#### Supplied entries
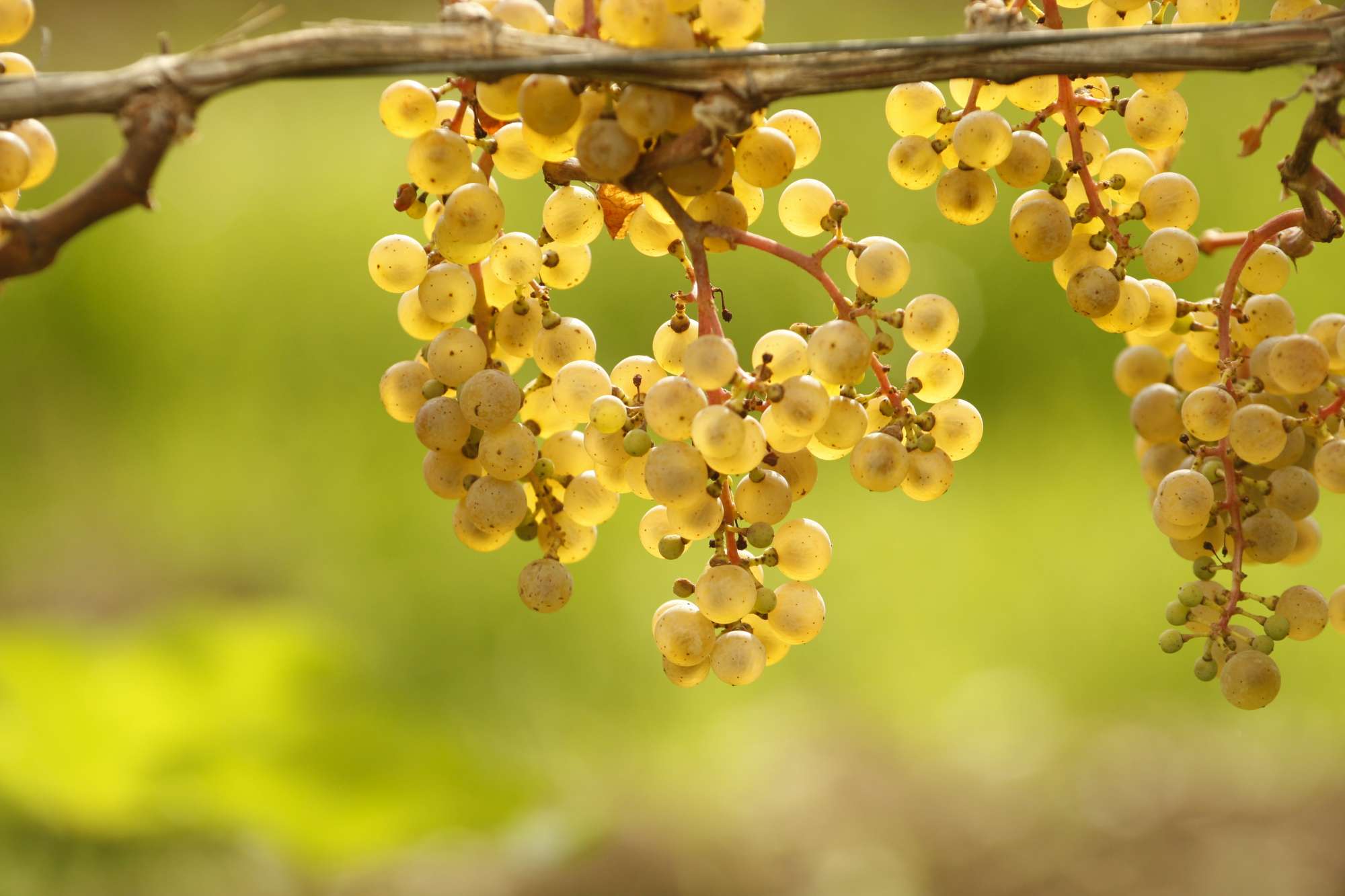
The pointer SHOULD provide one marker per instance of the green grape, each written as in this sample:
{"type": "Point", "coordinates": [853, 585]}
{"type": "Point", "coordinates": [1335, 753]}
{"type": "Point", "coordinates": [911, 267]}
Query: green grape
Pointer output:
{"type": "Point", "coordinates": [473, 214]}
{"type": "Point", "coordinates": [626, 370]}
{"type": "Point", "coordinates": [445, 473]}
{"type": "Point", "coordinates": [739, 657]}
{"type": "Point", "coordinates": [670, 346]}
{"type": "Point", "coordinates": [1186, 498]}
{"type": "Point", "coordinates": [697, 520]}
{"type": "Point", "coordinates": [931, 323]}
{"type": "Point", "coordinates": [588, 502]}
{"type": "Point", "coordinates": [1171, 201]}
{"type": "Point", "coordinates": [804, 134]}
{"type": "Point", "coordinates": [751, 197]}
{"type": "Point", "coordinates": [672, 405]}
{"type": "Point", "coordinates": [1130, 311]}
{"type": "Point", "coordinates": [801, 470]}
{"type": "Point", "coordinates": [1208, 13]}
{"type": "Point", "coordinates": [804, 205]}
{"type": "Point", "coordinates": [746, 458]}
{"type": "Point", "coordinates": [489, 399]}
{"type": "Point", "coordinates": [1028, 161]}
{"type": "Point", "coordinates": [1171, 255]}
{"type": "Point", "coordinates": [958, 428]}
{"type": "Point", "coordinates": [1268, 271]}
{"type": "Point", "coordinates": [496, 505]}
{"type": "Point", "coordinates": [675, 474]}
{"type": "Point", "coordinates": [1268, 315]}
{"type": "Point", "coordinates": [606, 151]}
{"type": "Point", "coordinates": [684, 635]}
{"type": "Point", "coordinates": [439, 161]}
{"type": "Point", "coordinates": [572, 216]}
{"type": "Point", "coordinates": [1330, 466]}
{"type": "Point", "coordinates": [929, 474]}
{"type": "Point", "coordinates": [570, 341]}
{"type": "Point", "coordinates": [711, 361]}
{"type": "Point", "coordinates": [1270, 536]}
{"type": "Point", "coordinates": [1305, 610]}
{"type": "Point", "coordinates": [718, 432]}
{"type": "Point", "coordinates": [800, 612]}
{"type": "Point", "coordinates": [508, 451]}
{"type": "Point", "coordinates": [1156, 122]}
{"type": "Point", "coordinates": [572, 266]}
{"type": "Point", "coordinates": [400, 389]}
{"type": "Point", "coordinates": [407, 108]}
{"type": "Point", "coordinates": [789, 354]}
{"type": "Point", "coordinates": [882, 270]}
{"type": "Point", "coordinates": [414, 319]}
{"type": "Point", "coordinates": [879, 462]}
{"type": "Point", "coordinates": [726, 594]}
{"type": "Point", "coordinates": [804, 549]}
{"type": "Point", "coordinates": [607, 413]}
{"type": "Point", "coordinates": [914, 163]}
{"type": "Point", "coordinates": [983, 139]}
{"type": "Point", "coordinates": [1139, 366]}
{"type": "Point", "coordinates": [966, 197]}
{"type": "Point", "coordinates": [766, 502]}
{"type": "Point", "coordinates": [766, 157]}
{"type": "Point", "coordinates": [840, 353]}
{"type": "Point", "coordinates": [913, 110]}
{"type": "Point", "coordinates": [1133, 166]}
{"type": "Point", "coordinates": [941, 374]}
{"type": "Point", "coordinates": [1250, 680]}
{"type": "Point", "coordinates": [447, 294]}
{"type": "Point", "coordinates": [473, 536]}
{"type": "Point", "coordinates": [845, 424]}
{"type": "Point", "coordinates": [1208, 413]}
{"type": "Point", "coordinates": [440, 423]}
{"type": "Point", "coordinates": [396, 263]}
{"type": "Point", "coordinates": [576, 386]}
{"type": "Point", "coordinates": [1163, 310]}
{"type": "Point", "coordinates": [687, 676]}
{"type": "Point", "coordinates": [15, 21]}
{"type": "Point", "coordinates": [42, 151]}
{"type": "Point", "coordinates": [455, 356]}
{"type": "Point", "coordinates": [804, 405]}
{"type": "Point", "coordinates": [1258, 434]}
{"type": "Point", "coordinates": [545, 585]}
{"type": "Point", "coordinates": [1042, 231]}
{"type": "Point", "coordinates": [1300, 364]}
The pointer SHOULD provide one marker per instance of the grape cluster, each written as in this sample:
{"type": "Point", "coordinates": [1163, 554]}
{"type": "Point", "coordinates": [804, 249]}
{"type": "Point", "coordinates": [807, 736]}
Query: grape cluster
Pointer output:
{"type": "Point", "coordinates": [724, 451]}
{"type": "Point", "coordinates": [1238, 413]}
{"type": "Point", "coordinates": [28, 149]}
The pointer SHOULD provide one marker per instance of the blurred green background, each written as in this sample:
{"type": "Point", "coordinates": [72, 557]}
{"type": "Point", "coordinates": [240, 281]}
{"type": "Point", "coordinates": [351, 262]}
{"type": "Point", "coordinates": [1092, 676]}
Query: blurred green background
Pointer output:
{"type": "Point", "coordinates": [243, 653]}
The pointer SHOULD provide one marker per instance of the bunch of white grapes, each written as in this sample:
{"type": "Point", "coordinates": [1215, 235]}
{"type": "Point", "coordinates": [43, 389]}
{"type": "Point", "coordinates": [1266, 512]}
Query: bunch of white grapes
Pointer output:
{"type": "Point", "coordinates": [28, 149]}
{"type": "Point", "coordinates": [1273, 417]}
{"type": "Point", "coordinates": [1235, 438]}
{"type": "Point", "coordinates": [723, 448]}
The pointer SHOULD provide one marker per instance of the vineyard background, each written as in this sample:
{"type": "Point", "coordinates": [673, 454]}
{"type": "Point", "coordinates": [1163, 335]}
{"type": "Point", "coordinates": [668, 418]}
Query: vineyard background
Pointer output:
{"type": "Point", "coordinates": [240, 651]}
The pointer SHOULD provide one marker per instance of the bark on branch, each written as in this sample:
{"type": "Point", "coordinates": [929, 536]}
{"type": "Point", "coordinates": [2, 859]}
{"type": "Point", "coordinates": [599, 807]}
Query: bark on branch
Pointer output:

#### Task prompt
Print out the whole of the material word for word, without pictures.

#### Solution
The pointer SHOULD provide one marker per instance of the green grape, each written as in this sample:
{"type": "Point", "coordinates": [853, 585]}
{"type": "Point", "coordinates": [1335, 753]}
{"type": "Point", "coordinates": [911, 267]}
Query: green grape
Pointer output:
{"type": "Point", "coordinates": [473, 214]}
{"type": "Point", "coordinates": [626, 370]}
{"type": "Point", "coordinates": [445, 473]}
{"type": "Point", "coordinates": [739, 657]}
{"type": "Point", "coordinates": [670, 346]}
{"type": "Point", "coordinates": [1186, 498]}
{"type": "Point", "coordinates": [697, 520]}
{"type": "Point", "coordinates": [931, 323]}
{"type": "Point", "coordinates": [588, 502]}
{"type": "Point", "coordinates": [1171, 201]}
{"type": "Point", "coordinates": [804, 134]}
{"type": "Point", "coordinates": [751, 197]}
{"type": "Point", "coordinates": [672, 405]}
{"type": "Point", "coordinates": [1130, 311]}
{"type": "Point", "coordinates": [801, 470]}
{"type": "Point", "coordinates": [1208, 13]}
{"type": "Point", "coordinates": [804, 205]}
{"type": "Point", "coordinates": [746, 458]}
{"type": "Point", "coordinates": [489, 399]}
{"type": "Point", "coordinates": [1028, 161]}
{"type": "Point", "coordinates": [1171, 255]}
{"type": "Point", "coordinates": [958, 428]}
{"type": "Point", "coordinates": [1268, 271]}
{"type": "Point", "coordinates": [496, 505]}
{"type": "Point", "coordinates": [675, 474]}
{"type": "Point", "coordinates": [1268, 315]}
{"type": "Point", "coordinates": [606, 151]}
{"type": "Point", "coordinates": [684, 635]}
{"type": "Point", "coordinates": [439, 161]}
{"type": "Point", "coordinates": [572, 216]}
{"type": "Point", "coordinates": [1330, 466]}
{"type": "Point", "coordinates": [929, 474]}
{"type": "Point", "coordinates": [570, 341]}
{"type": "Point", "coordinates": [711, 361]}
{"type": "Point", "coordinates": [1270, 536]}
{"type": "Point", "coordinates": [1305, 610]}
{"type": "Point", "coordinates": [718, 432]}
{"type": "Point", "coordinates": [800, 612]}
{"type": "Point", "coordinates": [508, 451]}
{"type": "Point", "coordinates": [1156, 122]}
{"type": "Point", "coordinates": [572, 266]}
{"type": "Point", "coordinates": [400, 389]}
{"type": "Point", "coordinates": [407, 108]}
{"type": "Point", "coordinates": [789, 354]}
{"type": "Point", "coordinates": [882, 270]}
{"type": "Point", "coordinates": [414, 319]}
{"type": "Point", "coordinates": [879, 462]}
{"type": "Point", "coordinates": [726, 594]}
{"type": "Point", "coordinates": [804, 549]}
{"type": "Point", "coordinates": [607, 413]}
{"type": "Point", "coordinates": [914, 163]}
{"type": "Point", "coordinates": [983, 139]}
{"type": "Point", "coordinates": [1139, 366]}
{"type": "Point", "coordinates": [966, 197]}
{"type": "Point", "coordinates": [766, 502]}
{"type": "Point", "coordinates": [766, 157]}
{"type": "Point", "coordinates": [840, 353]}
{"type": "Point", "coordinates": [913, 110]}
{"type": "Point", "coordinates": [1133, 166]}
{"type": "Point", "coordinates": [941, 374]}
{"type": "Point", "coordinates": [1250, 680]}
{"type": "Point", "coordinates": [447, 294]}
{"type": "Point", "coordinates": [473, 536]}
{"type": "Point", "coordinates": [845, 424]}
{"type": "Point", "coordinates": [1208, 413]}
{"type": "Point", "coordinates": [440, 423]}
{"type": "Point", "coordinates": [396, 263]}
{"type": "Point", "coordinates": [576, 386]}
{"type": "Point", "coordinates": [1163, 310]}
{"type": "Point", "coordinates": [687, 676]}
{"type": "Point", "coordinates": [15, 21]}
{"type": "Point", "coordinates": [42, 151]}
{"type": "Point", "coordinates": [455, 356]}
{"type": "Point", "coordinates": [804, 405]}
{"type": "Point", "coordinates": [1258, 434]}
{"type": "Point", "coordinates": [545, 585]}
{"type": "Point", "coordinates": [1042, 231]}
{"type": "Point", "coordinates": [1300, 364]}
The pointer SHOULD provide one marker per instance of the grape cluster, each written as in this sample:
{"type": "Point", "coordinates": [1163, 554]}
{"type": "Point", "coordinates": [804, 249]}
{"type": "Point", "coordinates": [807, 736]}
Query: grape cluster
Pointer output:
{"type": "Point", "coordinates": [724, 451]}
{"type": "Point", "coordinates": [1238, 413]}
{"type": "Point", "coordinates": [28, 149]}
The pointer SHOULD provide one marker per instance of the blurred green background, each written as in this sample:
{"type": "Point", "coordinates": [72, 557]}
{"type": "Point", "coordinates": [240, 281]}
{"type": "Point", "coordinates": [351, 262]}
{"type": "Point", "coordinates": [1092, 676]}
Query: blurred green background
Pointer output:
{"type": "Point", "coordinates": [243, 653]}
The pointer SHOULD provide one marker per instance of the bunch of white grapes, each written as in this sample:
{"type": "Point", "coordinates": [1215, 235]}
{"type": "Point", "coordinates": [43, 389]}
{"type": "Point", "coordinates": [1266, 512]}
Query: bunch of white grapes
Pointer output:
{"type": "Point", "coordinates": [28, 149]}
{"type": "Point", "coordinates": [1273, 417]}
{"type": "Point", "coordinates": [1235, 438]}
{"type": "Point", "coordinates": [723, 448]}
The pointer SHOULD provide one marker per instance of the vineyard background, each written as in this sample:
{"type": "Point", "coordinates": [673, 454]}
{"type": "Point", "coordinates": [1163, 335]}
{"type": "Point", "coordinates": [668, 418]}
Query: vineyard background
Pointer output:
{"type": "Point", "coordinates": [240, 651]}
The pointer SHOULD provide one marker per instance of the bark on branch, each written as in this sample:
{"type": "Point", "coordinates": [929, 536]}
{"type": "Point", "coordinates": [2, 859]}
{"type": "Point", "coordinates": [599, 807]}
Query: bark on branch
Pointer output:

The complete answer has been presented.